▶ **Collected data**
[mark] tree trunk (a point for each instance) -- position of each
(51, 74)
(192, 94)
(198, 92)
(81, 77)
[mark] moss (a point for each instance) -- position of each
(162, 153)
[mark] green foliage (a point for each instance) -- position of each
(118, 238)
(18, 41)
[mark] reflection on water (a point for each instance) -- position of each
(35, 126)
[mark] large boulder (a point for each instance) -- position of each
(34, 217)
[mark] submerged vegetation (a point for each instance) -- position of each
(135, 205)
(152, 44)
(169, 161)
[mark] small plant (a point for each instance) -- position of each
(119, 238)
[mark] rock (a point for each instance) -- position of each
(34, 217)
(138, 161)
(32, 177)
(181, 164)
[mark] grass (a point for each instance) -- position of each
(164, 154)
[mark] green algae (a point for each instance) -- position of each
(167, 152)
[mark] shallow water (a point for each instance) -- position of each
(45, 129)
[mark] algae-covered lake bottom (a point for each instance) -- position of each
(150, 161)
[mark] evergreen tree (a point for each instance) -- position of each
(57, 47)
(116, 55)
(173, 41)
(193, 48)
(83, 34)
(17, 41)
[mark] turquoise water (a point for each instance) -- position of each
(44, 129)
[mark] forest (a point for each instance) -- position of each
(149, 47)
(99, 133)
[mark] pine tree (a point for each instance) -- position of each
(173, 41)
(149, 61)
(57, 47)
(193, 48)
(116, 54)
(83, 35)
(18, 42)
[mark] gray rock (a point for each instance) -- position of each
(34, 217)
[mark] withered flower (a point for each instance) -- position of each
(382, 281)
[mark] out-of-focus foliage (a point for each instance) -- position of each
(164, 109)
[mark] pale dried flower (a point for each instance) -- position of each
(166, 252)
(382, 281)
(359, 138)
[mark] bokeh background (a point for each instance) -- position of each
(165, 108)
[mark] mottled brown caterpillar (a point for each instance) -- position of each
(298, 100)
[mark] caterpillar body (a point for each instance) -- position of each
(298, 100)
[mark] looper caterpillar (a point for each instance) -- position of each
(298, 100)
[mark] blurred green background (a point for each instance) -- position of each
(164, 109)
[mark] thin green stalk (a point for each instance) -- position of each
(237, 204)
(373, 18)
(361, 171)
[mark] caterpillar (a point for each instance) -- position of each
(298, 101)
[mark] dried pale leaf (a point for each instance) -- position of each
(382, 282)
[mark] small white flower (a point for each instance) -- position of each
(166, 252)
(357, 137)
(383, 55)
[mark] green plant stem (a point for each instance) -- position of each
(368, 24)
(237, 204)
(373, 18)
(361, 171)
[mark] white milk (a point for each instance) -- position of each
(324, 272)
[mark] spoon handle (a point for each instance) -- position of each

▶ **What you will do**
Rewrite the records from the line holding "[mark] small white" through the end, with "green plant stem" changed to "plant stalk" and everything else left as it is.

▶ **Solution for this task**
[mark] small white flower (a point for each instance) -- position of each
(166, 252)
(357, 137)
(383, 55)
[mark] plant stalk (a point for each instance) -- position of each
(368, 24)
(237, 204)
(373, 18)
(361, 171)
[mark] white milk (a point for each instance) -- position of each
(324, 272)
[mark] spoon handle (a point for each instance) -- position of each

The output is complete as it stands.